**PROBLEM REQUIREMENTS**
Any image in the records is to be skipped; everything else should be reproduced exactly.

**PROVIDED DATA**
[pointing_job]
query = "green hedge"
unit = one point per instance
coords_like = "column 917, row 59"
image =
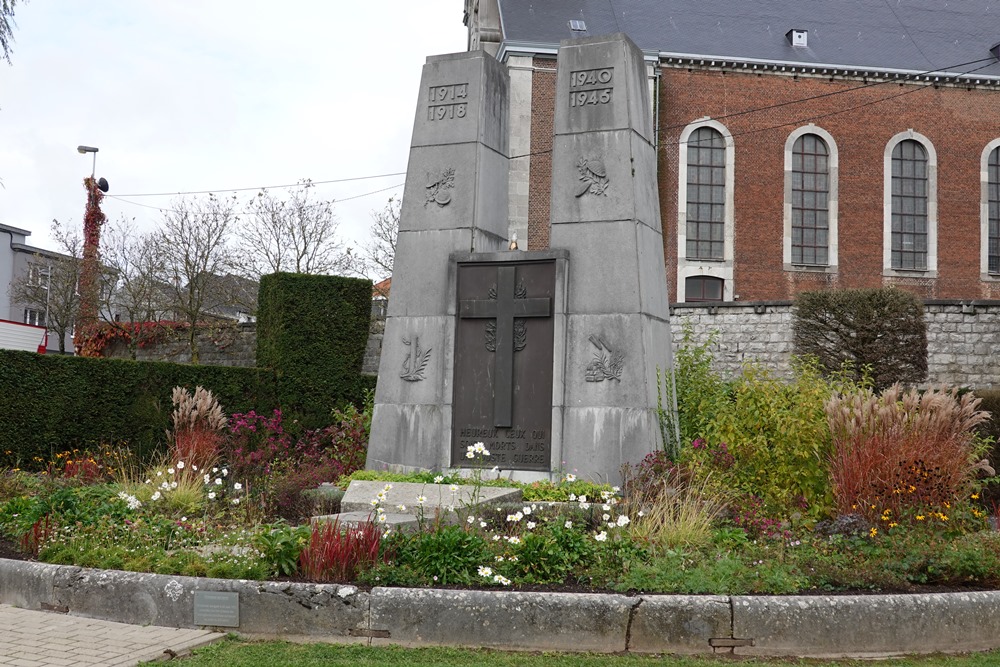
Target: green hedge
column 313, row 330
column 879, row 330
column 51, row 403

**SOLUTION**
[pointing_job]
query = "green hedge"
unit = one point per instance
coords_like = "column 917, row 59"
image =
Target: green hedge
column 313, row 330
column 879, row 330
column 51, row 403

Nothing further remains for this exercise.